Goal: Reproduce each line exactly.

Records for the task:
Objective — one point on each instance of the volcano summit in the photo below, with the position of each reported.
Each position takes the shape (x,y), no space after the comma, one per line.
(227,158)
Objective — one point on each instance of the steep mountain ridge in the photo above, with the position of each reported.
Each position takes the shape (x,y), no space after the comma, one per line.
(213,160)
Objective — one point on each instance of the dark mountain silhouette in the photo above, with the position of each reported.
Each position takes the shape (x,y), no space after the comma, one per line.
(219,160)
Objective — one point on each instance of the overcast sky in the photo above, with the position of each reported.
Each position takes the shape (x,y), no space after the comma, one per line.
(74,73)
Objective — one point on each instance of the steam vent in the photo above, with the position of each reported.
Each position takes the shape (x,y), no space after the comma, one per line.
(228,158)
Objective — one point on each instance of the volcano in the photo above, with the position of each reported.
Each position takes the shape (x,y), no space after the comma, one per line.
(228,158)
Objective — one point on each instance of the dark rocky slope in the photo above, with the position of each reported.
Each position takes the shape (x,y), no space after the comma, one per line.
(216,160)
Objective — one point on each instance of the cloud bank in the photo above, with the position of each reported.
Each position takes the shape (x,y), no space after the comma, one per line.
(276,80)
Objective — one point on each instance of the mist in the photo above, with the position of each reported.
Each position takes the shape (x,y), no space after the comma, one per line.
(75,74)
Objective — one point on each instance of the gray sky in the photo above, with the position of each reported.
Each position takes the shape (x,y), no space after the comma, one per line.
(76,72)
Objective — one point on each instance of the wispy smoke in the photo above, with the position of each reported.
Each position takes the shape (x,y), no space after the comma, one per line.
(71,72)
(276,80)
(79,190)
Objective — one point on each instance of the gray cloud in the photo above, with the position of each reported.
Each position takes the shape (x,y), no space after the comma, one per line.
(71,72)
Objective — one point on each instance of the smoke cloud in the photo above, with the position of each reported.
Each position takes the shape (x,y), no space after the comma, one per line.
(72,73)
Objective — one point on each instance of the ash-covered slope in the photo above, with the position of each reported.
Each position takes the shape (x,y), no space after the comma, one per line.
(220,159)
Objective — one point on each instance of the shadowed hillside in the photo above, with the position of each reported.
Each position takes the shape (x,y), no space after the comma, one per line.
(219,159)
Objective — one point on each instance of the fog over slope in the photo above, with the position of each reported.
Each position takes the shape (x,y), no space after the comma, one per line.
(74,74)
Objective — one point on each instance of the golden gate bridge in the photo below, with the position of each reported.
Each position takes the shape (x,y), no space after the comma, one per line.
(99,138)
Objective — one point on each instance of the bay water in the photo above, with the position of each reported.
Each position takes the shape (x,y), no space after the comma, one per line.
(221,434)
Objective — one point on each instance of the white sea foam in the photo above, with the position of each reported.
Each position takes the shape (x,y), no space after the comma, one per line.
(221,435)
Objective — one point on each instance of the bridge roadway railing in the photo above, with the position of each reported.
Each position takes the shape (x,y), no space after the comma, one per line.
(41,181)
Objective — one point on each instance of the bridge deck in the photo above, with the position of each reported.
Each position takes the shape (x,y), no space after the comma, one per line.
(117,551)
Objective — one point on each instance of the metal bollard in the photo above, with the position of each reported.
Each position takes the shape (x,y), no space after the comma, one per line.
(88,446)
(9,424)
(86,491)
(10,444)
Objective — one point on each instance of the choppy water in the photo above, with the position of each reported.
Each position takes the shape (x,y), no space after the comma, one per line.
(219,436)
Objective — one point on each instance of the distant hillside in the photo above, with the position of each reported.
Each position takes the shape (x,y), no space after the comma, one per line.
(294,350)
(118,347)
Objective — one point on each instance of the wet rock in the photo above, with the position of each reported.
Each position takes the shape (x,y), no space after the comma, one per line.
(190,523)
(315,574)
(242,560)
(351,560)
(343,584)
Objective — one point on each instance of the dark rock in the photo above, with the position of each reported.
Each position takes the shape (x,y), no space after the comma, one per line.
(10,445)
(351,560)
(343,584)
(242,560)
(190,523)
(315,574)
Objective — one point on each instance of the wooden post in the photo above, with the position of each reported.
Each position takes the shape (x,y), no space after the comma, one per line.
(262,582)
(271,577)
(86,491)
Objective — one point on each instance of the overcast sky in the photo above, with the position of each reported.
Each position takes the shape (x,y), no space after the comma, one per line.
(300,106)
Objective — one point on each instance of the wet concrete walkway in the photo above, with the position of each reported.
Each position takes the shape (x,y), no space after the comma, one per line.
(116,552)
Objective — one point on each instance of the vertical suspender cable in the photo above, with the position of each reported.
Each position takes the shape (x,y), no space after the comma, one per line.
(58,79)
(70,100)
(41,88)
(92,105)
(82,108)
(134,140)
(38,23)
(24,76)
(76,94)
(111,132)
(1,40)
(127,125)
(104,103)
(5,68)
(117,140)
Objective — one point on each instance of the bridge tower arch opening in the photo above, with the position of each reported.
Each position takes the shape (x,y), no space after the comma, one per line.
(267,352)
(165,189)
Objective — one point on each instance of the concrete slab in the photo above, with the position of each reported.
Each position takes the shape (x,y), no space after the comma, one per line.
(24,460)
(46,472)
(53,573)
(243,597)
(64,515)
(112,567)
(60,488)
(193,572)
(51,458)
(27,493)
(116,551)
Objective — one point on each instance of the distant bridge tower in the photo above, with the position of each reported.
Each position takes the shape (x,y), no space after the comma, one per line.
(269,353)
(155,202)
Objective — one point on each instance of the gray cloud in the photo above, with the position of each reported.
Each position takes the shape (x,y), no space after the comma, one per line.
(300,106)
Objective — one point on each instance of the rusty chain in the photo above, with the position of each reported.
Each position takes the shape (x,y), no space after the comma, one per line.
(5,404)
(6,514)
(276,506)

Full answer:
Objective — one point on each instance of the volcano summit in the photo below, with the position of each reported.
Each position takes the shape (x,y), no space after the comma, one per line.
(227,158)
Objective — one point on each instance of the steep mountain ridge in the photo above, with the position of each reported.
Each position takes the shape (x,y), no space after the comma, one per line.
(213,160)
Objective — one point on each instance of the dark mountain silhouette in the photo above, with the position of each reported.
Each position takes the shape (x,y), no space after the comma, one per line.
(219,160)
Objective — one point on each instance of the overcast sky in the photo above, with the position of each reported.
Each position takes the shape (x,y), no space after the comma, one per line.
(74,73)
Objective — one point on each instance of the steam vent in the photo above, with the position of each reported.
Each position takes the shape (x,y), no space after the comma, one per line.
(228,158)
Objective — one point on each instance of the volcano in the photo above, with the position of each reported.
Each position takes the shape (x,y), no space after the comma, one per line.
(228,158)
Objective — one point on each instance of the dark rocky slope in the photo above, with the position of each reported.
Each position takes the shape (x,y), no space after the comma, one per line.
(216,160)
Objective — one point on each instance of the cloud bank in the photo above, with the position of each reported.
Each position takes the shape (x,y), no space after the comma, one per line.
(276,80)
Objective — one point on each instance of the mist in the photo above, with the position of each reported.
Each position takes the shape (x,y), no space after the comma, one per line.
(75,74)
Objective — one point on each instance of the gray sky in the photo above, with the position of each reported.
Each position takes the shape (x,y), no space after the comma, one per line.
(76,72)
Objective — one point on each instance of the wispy smoke in the photo above, with the position of each reported.
Each position takes the shape (x,y), no space after the comma, one per line.
(71,72)
(276,80)
(79,190)
Objective — one point on each instance of the gray cloud in the photo above, with the position of each reported.
Each position takes the shape (x,y), no space after the comma, one per line.
(71,72)
Objective — one point on each instance of the smoke cloud in the photo above, with the position of each reported.
Each position takes the shape (x,y), no space after the comma, one per line.
(72,73)
Objective — one point on each instance of the ash-covered slope in the photo above, with the position of each reported.
Each position takes the shape (x,y), no space after the comma, one per line.
(220,159)
Objective — one point on each instance of the shadowed hillside in the photo above, with the position of each reported.
Each position takes the shape (x,y), no space after the comma, one per line.
(219,159)
Objective — one point on each instance of the fog over slope in the photo above, with the position of each reported.
Each position takes the shape (x,y), no space after the comma, one per line.
(74,74)
Objective — one point on each instance of the golden gate bridge in the photo below, with the position of each reported.
Each position takes the shape (x,y), no space after the comma, one per line.
(99,138)
Objective — one point on each instance of the bay water in the photo above, with the position of each reported.
Each position takes the shape (x,y), no space after the comma, one per line.
(221,434)
Objective — one point on each instance of the white sea foam in the photo above, with the position of each reported.
Each position takes the shape (x,y), no space after the comma, one per line.
(221,435)
Objective — one point on each instance of the bridge roadway railing in the photo above, with the position of each reported.
Each position takes the shape (x,y), no space after the comma, one per line.
(41,181)
Objective — one point on each instance of the bridge deck in the photo above, with the position of each reported.
Each position takes the shape (x,y), no space after the comma, one per line.
(117,551)
Objective — one point on each instance of the metal bollard in the photo above, with the position of each reported.
Each position takes the shape (x,y), no space after the comma, one per line.
(88,446)
(9,424)
(86,491)
(10,444)
Objective — one point on each instance of the choppy water in the photo above, with the position of each reported.
Each position takes the shape (x,y), no space after the comma, one per line.
(219,436)
Objective — one point on each instance of the distant hillside in the photo above, with the position of each reported.
Each position takes the shape (x,y), no space after the comma, one per line.
(294,350)
(118,347)
Objective — one point on each instance of the wet rock in the photo above, with the position of each reported.
Each position takes the shape (x,y), no space after the comma, one per line.
(190,523)
(315,574)
(242,560)
(351,560)
(343,584)
Objective — one point on each instance of the dark rock in the photo above, with the position of each reported.
Each position takes the shape (x,y), no space after the comma, one per line.
(10,445)
(351,560)
(343,584)
(242,560)
(190,523)
(315,574)
Objective — one point on each instance of the wooden post in the photo above, with the position of each reported.
Each position takes the shape (x,y), no space after the comma, one per line.
(262,582)
(271,577)
(86,491)
Objective — one point on each instance of the overcast sky in the photo above, with the position of each reported.
Each position takes the shape (x,y), no space after the comma, one per line.
(300,106)
Objective — one point on each instance of the wet concrete walkway in the photo above, with the position of each reported.
Each position takes the shape (x,y), no space after the comma, one per line.
(116,552)
Objective — one point on each instance of the vertical suspender cable in the photo above, with the position of each reported.
Each position takes the shape (x,y), no space after the comma, one per line.
(58,79)
(70,100)
(41,88)
(92,105)
(82,108)
(134,140)
(38,23)
(24,76)
(76,94)
(111,132)
(1,40)
(127,125)
(104,103)
(5,68)
(117,140)
Objective — one point on each instance of the bridge tower arch opening in the photo above, with the position of each reported.
Each position takes the shape (x,y), no space after the comma, one per line.
(267,352)
(165,189)
Objective — one point on each instance of the concrete slab in the photo above, with the position of each reported.
Each position takes the shape (x,y), no space after the comma, one per line.
(24,460)
(46,472)
(53,573)
(243,597)
(64,515)
(112,567)
(60,488)
(193,572)
(51,458)
(27,493)
(116,551)
Objective — one point on each instance of the distant bridge tower in the photo above, with the position of each reported.
Each position takes the shape (x,y), no space after the comma, one per line.
(269,353)
(155,202)
Objective — one point on each instance of the gray cloud in the photo above, with the position of each reported.
Each position takes the shape (x,y), no space after the comma, one per line.
(300,106)
Objective — one point on each instance of the rusty chain in the photo above, with the position of each reported.
Each position takes the shape (x,y), no space after the comma, one per line.
(5,404)
(6,514)
(276,506)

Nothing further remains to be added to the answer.